* Task directions: Search the listing below for the word "bent" and copy each line where it appears.

* Supplied records:
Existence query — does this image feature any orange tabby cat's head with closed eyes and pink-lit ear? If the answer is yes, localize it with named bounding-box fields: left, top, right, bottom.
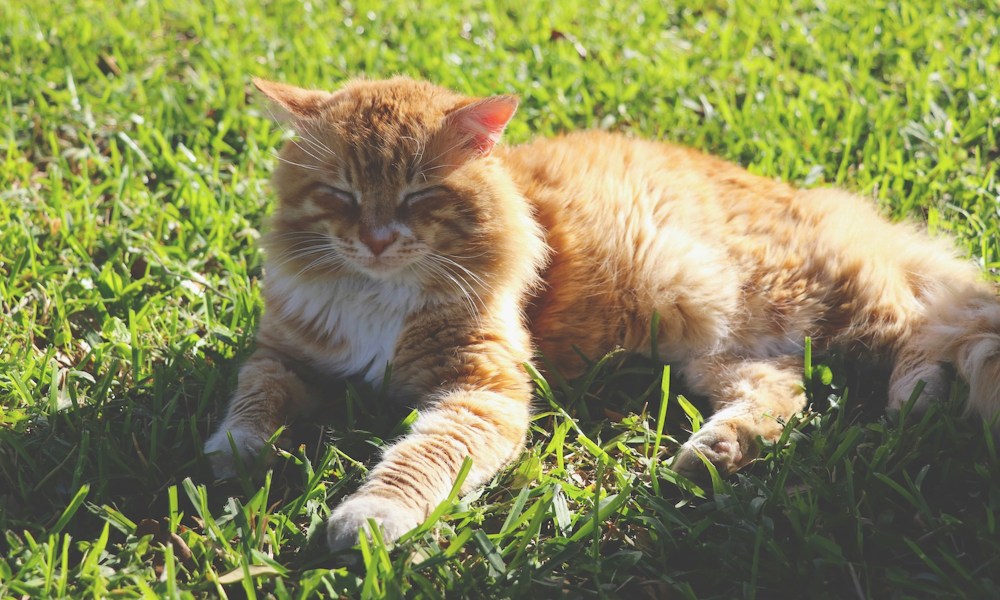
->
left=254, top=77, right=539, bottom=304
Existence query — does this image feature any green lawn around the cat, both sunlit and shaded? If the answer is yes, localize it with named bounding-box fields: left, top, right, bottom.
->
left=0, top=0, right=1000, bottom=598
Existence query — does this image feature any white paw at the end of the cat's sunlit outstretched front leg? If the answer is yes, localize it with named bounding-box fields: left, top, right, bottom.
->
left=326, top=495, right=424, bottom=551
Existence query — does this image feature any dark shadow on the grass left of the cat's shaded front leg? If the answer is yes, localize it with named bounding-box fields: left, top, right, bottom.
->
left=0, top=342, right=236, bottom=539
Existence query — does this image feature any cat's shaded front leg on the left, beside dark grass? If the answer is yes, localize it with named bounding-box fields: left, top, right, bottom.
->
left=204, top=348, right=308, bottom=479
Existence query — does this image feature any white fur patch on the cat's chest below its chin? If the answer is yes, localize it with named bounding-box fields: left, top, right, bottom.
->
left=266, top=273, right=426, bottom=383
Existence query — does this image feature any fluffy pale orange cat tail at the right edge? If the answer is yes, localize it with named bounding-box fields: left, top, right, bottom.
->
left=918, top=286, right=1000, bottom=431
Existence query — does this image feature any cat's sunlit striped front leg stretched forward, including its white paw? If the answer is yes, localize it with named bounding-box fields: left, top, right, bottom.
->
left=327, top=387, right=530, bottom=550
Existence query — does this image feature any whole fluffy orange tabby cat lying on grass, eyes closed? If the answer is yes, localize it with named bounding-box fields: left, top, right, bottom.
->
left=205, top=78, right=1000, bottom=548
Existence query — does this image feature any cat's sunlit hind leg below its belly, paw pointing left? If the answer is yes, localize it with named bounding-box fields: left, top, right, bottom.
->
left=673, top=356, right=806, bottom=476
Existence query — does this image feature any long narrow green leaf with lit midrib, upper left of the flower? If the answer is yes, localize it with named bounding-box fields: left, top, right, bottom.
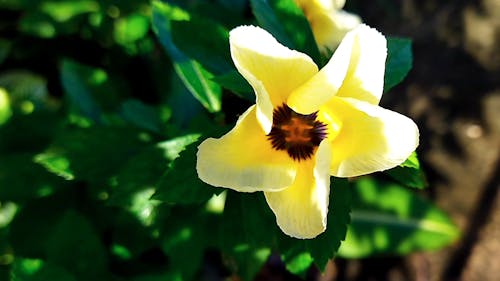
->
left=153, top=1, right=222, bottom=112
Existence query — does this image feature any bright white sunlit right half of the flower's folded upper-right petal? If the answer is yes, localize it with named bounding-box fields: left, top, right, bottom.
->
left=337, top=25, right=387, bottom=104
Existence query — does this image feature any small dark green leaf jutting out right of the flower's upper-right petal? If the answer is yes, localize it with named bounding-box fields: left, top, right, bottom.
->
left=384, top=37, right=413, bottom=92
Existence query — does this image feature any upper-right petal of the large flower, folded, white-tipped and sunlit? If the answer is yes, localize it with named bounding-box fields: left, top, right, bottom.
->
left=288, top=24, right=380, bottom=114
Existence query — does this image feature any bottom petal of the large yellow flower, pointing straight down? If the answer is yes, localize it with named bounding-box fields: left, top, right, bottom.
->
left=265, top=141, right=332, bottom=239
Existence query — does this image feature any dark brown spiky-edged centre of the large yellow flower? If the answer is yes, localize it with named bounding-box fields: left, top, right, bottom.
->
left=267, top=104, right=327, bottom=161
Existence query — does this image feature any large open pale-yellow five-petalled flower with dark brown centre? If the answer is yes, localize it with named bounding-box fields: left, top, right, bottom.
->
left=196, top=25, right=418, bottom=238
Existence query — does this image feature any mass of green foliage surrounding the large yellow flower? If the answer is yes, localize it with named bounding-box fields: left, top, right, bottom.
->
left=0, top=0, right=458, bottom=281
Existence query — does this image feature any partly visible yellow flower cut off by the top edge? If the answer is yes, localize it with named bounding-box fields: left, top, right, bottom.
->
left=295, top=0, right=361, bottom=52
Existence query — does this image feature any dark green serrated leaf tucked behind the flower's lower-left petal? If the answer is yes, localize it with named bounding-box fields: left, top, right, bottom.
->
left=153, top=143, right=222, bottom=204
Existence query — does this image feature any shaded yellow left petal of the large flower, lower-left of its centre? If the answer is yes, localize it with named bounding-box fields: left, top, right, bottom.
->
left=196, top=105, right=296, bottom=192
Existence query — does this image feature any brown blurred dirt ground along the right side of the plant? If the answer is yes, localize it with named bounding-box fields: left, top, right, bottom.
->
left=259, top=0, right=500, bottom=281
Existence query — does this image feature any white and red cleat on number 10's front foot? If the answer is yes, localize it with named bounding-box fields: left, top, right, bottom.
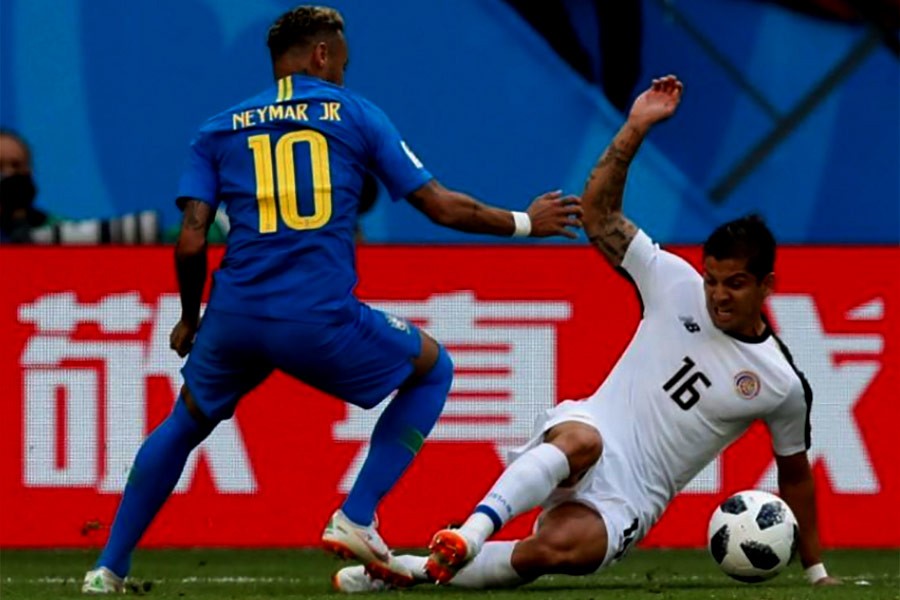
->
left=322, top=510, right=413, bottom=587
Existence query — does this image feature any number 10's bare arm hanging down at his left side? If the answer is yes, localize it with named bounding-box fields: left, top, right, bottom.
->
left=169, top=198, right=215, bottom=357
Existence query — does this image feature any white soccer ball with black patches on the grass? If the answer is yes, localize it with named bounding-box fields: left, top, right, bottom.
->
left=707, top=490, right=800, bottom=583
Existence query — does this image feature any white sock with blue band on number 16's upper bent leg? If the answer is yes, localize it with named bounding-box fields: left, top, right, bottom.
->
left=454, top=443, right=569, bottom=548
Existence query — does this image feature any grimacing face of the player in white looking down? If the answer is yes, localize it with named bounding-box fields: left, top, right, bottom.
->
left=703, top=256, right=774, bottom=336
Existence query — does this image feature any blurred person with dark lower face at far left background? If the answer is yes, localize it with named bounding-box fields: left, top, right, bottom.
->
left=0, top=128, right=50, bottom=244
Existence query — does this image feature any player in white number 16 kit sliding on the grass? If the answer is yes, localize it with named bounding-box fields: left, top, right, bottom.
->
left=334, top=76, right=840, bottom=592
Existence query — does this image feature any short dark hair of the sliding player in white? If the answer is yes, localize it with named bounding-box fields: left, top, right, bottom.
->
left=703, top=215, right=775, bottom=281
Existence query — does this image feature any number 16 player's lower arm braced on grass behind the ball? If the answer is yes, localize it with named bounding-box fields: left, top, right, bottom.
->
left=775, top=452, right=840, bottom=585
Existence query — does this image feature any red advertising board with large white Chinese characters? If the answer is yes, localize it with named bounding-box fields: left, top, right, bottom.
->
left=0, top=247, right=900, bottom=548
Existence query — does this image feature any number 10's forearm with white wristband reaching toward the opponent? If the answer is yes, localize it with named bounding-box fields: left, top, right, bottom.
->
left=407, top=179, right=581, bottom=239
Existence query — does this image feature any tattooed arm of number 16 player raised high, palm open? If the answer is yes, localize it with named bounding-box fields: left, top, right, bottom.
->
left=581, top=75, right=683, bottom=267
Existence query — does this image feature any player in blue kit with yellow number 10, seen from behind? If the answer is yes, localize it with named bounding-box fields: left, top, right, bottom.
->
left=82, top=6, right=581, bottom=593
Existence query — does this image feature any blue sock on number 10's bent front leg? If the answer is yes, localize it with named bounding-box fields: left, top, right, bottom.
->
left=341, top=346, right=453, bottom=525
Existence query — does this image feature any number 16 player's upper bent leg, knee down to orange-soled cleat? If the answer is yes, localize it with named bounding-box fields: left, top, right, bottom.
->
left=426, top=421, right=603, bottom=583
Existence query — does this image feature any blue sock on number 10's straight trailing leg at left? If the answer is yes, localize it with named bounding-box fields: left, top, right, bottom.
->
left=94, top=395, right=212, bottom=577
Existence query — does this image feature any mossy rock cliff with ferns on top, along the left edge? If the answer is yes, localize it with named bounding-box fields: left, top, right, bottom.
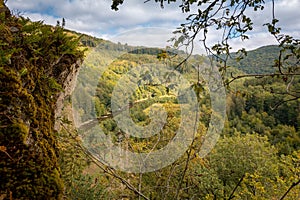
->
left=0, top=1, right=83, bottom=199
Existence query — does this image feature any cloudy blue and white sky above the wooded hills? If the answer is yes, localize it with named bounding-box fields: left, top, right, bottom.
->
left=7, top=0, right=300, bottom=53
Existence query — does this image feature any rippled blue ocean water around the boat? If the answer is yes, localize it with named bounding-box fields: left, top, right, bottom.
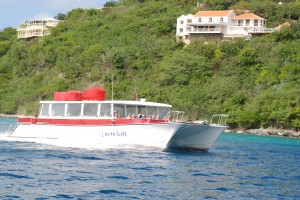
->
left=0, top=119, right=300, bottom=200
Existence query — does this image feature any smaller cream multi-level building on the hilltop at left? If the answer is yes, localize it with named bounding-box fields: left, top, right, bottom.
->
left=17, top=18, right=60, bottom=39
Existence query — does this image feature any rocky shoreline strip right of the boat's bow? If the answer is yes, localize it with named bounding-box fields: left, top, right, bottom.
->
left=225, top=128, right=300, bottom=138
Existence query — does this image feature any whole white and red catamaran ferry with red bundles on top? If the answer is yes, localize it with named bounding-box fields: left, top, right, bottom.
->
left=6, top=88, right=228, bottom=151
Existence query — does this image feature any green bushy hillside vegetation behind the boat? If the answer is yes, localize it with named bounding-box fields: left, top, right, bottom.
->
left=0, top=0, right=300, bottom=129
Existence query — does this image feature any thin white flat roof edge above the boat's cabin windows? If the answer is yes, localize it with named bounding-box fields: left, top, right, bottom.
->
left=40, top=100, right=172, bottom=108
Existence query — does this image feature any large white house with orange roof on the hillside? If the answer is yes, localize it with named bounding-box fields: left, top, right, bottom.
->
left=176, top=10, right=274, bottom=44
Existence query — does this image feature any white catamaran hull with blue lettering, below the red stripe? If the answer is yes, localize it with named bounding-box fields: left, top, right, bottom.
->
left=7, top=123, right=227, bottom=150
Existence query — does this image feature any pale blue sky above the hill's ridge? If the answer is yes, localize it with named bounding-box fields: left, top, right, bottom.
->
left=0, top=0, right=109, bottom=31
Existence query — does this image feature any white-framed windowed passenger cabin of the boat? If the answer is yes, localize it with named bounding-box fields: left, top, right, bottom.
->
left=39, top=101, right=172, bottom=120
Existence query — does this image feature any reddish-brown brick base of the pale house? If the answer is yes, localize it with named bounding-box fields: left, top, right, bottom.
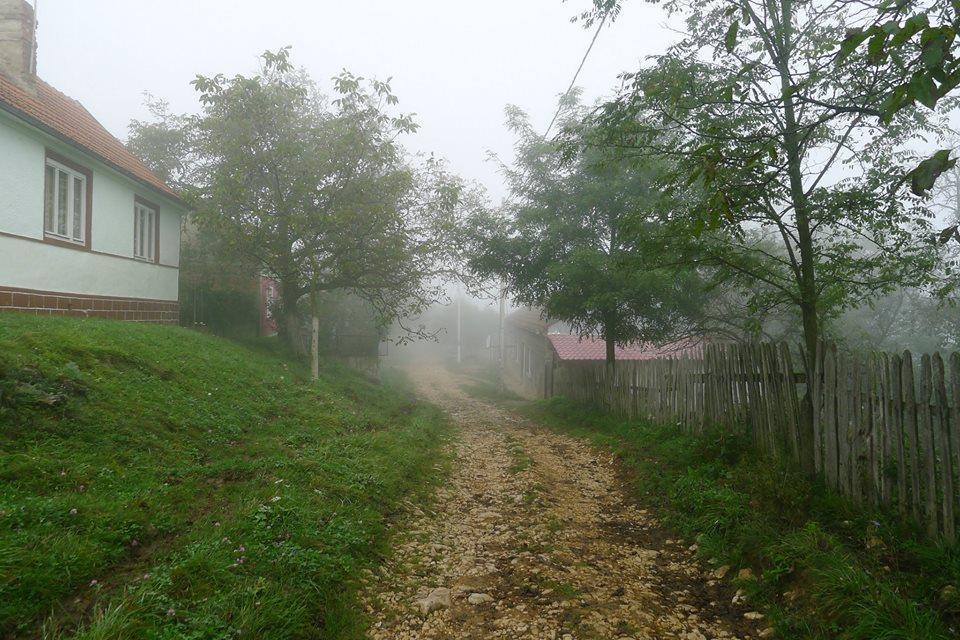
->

* The answer:
Existence query — does this image feature any white sock with blue band on number 16's upper bent leg? If the answer is yes, localize it with named bounding-box fields: left, top, right, bottom.
Existence query — does this image feature any blue sock on number 10's bent front leg? If the answer is yes, localize it with named bounding-box fields: left, top, right, bottom.
Existence query — does this image feature any number 16 player's upper bent leg, knee down to orange-soled cleat? If the answer is yes, localize it with named bounding-box fields: left, top, right, bottom.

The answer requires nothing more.